(Point labeling dataset excerpts)
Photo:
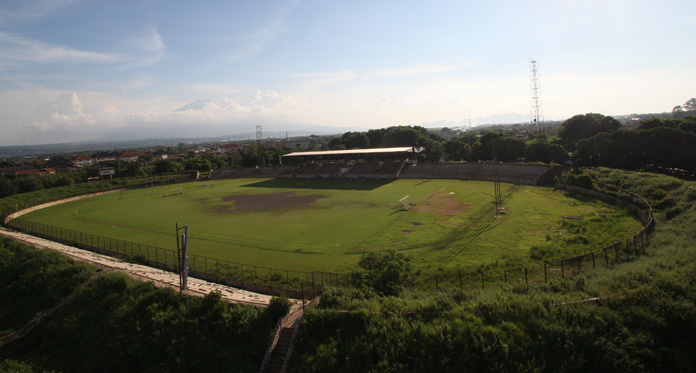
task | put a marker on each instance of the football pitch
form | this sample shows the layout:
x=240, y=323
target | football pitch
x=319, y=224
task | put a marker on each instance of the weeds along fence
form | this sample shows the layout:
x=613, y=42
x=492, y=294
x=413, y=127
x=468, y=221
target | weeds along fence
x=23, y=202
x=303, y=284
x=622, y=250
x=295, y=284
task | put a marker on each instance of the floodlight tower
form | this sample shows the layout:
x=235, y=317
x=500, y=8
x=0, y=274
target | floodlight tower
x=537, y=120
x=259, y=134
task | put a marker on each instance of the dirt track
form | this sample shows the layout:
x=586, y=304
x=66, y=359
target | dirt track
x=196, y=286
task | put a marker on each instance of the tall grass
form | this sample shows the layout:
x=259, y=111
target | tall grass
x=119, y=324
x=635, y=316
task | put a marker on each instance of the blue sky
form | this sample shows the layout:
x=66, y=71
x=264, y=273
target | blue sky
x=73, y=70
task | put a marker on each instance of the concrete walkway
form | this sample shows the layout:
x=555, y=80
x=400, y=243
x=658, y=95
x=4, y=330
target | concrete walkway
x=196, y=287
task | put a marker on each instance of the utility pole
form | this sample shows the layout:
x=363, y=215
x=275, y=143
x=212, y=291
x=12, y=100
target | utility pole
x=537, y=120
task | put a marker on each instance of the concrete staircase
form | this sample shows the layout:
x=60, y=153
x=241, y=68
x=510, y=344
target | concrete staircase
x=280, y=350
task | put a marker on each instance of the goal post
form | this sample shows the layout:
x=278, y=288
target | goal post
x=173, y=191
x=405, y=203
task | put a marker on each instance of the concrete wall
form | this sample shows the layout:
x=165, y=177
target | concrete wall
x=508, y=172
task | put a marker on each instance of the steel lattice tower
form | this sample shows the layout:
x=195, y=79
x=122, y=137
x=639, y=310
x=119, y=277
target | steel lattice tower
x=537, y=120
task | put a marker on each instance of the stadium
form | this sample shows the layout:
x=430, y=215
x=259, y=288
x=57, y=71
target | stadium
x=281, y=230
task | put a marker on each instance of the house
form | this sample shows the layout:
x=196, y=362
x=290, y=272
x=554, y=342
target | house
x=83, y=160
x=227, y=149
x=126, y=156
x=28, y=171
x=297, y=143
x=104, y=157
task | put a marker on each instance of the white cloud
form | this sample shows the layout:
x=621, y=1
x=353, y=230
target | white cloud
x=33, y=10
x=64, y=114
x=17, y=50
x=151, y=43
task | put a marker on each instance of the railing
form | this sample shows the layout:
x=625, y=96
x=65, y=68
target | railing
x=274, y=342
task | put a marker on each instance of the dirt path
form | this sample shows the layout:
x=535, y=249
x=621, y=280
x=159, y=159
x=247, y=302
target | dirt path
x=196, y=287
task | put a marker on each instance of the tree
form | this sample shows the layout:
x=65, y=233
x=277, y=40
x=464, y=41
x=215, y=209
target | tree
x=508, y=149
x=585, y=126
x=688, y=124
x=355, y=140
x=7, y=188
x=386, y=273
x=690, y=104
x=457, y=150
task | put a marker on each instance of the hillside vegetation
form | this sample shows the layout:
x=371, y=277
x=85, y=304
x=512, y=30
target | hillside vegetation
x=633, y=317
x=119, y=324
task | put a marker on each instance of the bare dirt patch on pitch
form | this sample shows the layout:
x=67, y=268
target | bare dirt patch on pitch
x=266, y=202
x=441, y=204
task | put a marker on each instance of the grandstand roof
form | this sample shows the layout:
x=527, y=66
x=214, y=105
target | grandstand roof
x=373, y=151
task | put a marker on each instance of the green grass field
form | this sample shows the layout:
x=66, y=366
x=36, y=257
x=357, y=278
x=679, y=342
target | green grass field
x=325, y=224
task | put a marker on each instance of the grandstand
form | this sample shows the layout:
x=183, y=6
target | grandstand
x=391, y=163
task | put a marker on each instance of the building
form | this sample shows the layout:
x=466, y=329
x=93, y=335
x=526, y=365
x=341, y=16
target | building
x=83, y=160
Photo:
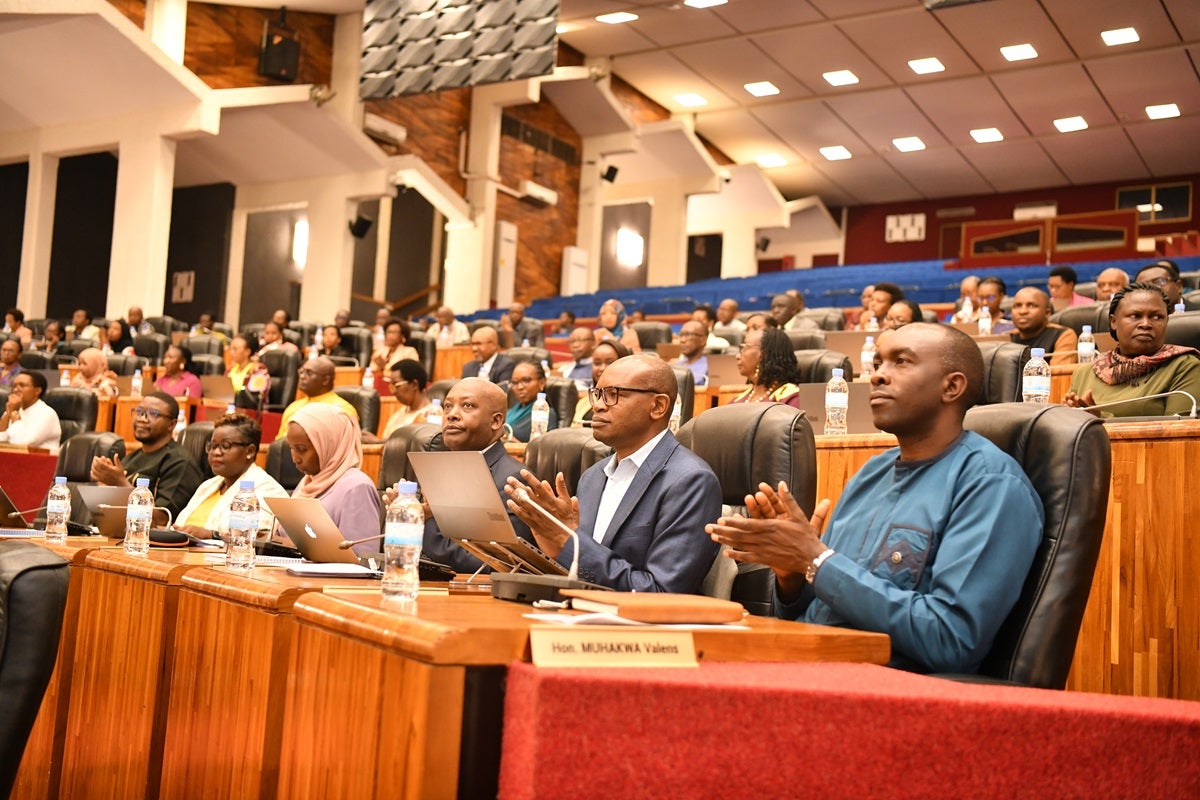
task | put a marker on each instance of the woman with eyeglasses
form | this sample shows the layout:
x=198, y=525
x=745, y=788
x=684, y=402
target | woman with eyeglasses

▶ _Problem statement_
Drop the images and repeat the data exactly.

▶ _Result of the exercise_
Photo:
task | put a marker on each instance of the football pitch
form | this sample shows the layout:
x=240, y=323
target | football pitch
x=319, y=224
task | put a marker on each instance of the weeds along fence
form | this sample shows the layout:
x=613, y=42
x=492, y=294
x=413, y=127
x=468, y=221
target | weeds along fence
x=23, y=202
x=303, y=284
x=622, y=250
x=295, y=284
task | put a marker on each instance of the floodlight tower
form | this sample shows the layout:
x=235, y=317
x=500, y=8
x=0, y=274
target | floodlight tower
x=537, y=120
x=259, y=134
task | put a marker on each instance of the dirt track
form | this sample shows the layout:
x=586, y=304
x=66, y=359
target | dirt track
x=196, y=286
task | put a marker on each instance of the tall grass
form | this sample shows the layout:
x=259, y=111
target | tall grass
x=119, y=324
x=635, y=316
task | put a marker on each instance of the blue sky
form | this sample shows the layout:
x=66, y=71
x=264, y=273
target | blue sky
x=73, y=70
task | put a marker on each instance of the concrete walkway
form | this sample shows the layout:
x=555, y=80
x=400, y=243
x=658, y=95
x=4, y=330
target | concrete walkway
x=196, y=287
task | put a marker on each instance of the utility pole
form | this sample shows the layout:
x=363, y=215
x=275, y=143
x=212, y=291
x=12, y=100
target | utility pole
x=537, y=120
task | put a marker on each instance of the concrete staircase
form | this sample shows the layout:
x=60, y=153
x=241, y=68
x=510, y=344
target | concrete staircase
x=280, y=350
task | put a marker on each instance of the goal post
form | this sample shows the layout:
x=278, y=288
target | goal post
x=173, y=191
x=405, y=203
task | put a marker on each instance of the concrete wall
form | this sample shows the layout:
x=165, y=177
target | concrete wall
x=508, y=172
task | put a marker on each instance of the steel lattice tower
form | this sample shows the layout:
x=195, y=79
x=122, y=137
x=639, y=310
x=119, y=277
target | steel lattice tower
x=537, y=120
task | put a marker on each instance of the stadium
form | this sample shows the layout:
x=430, y=215
x=259, y=288
x=57, y=71
target | stadium
x=281, y=230
task | put a marker on each instance of the house
form | this sample shows the layout:
x=196, y=362
x=290, y=272
x=554, y=342
target | house
x=83, y=160
x=227, y=149
x=126, y=156
x=28, y=171
x=297, y=143
x=104, y=157
task | put a marker on each instance of the white cloud
form | this sample shows the layout:
x=621, y=1
x=353, y=230
target | white cloud
x=33, y=10
x=64, y=114
x=17, y=50
x=151, y=43
task | put a marker on each instance of the railing
form | this sample shows the layout:
x=625, y=96
x=65, y=68
target | railing
x=274, y=342
task | put a marker on each instance of the dirt path
form | this sample shows the layout:
x=535, y=249
x=621, y=280
x=159, y=159
x=247, y=302
target | dirt path
x=196, y=287
task | put a marker on each instance of the tree
form | this sample shows the layout:
x=65, y=233
x=277, y=40
x=464, y=41
x=215, y=209
target | tree
x=508, y=149
x=585, y=126
x=688, y=124
x=355, y=140
x=7, y=188
x=386, y=273
x=690, y=104
x=457, y=150
task | put a marker on each instance of the hillside vegetation
form | this sample shows the layout:
x=371, y=277
x=85, y=304
x=512, y=30
target | hillside vegetation
x=633, y=317
x=119, y=324
task | put a marker on each instance of the bare dirt patch on pitch
form | this sample shows the layout:
x=67, y=268
target | bare dirt patch on pitch
x=266, y=202
x=441, y=204
task | put a marker on each instance of the grandstand roof
form | this sample shows the layout:
x=527, y=66
x=214, y=105
target | grandstand roof
x=373, y=151
task | put a marker on each instance of the green grass field
form | this sample shows the layout:
x=66, y=366
x=36, y=257
x=357, y=278
x=679, y=342
target | green grass field
x=325, y=224
task | put a marker on each instance of the grandstand
form | this sample shows the layout:
x=183, y=6
target | grandstand
x=391, y=163
task | put a marker on each instance of the building
form | this sample shows the layout:
x=466, y=329
x=93, y=335
x=526, y=365
x=341, y=16
target | building
x=83, y=160
Photo:
task | put a marker on each instance of the woman with eyeglasses
form | this sample shows the layout:
x=198, y=525
x=745, y=788
x=684, y=402
target | woman with eyeglasses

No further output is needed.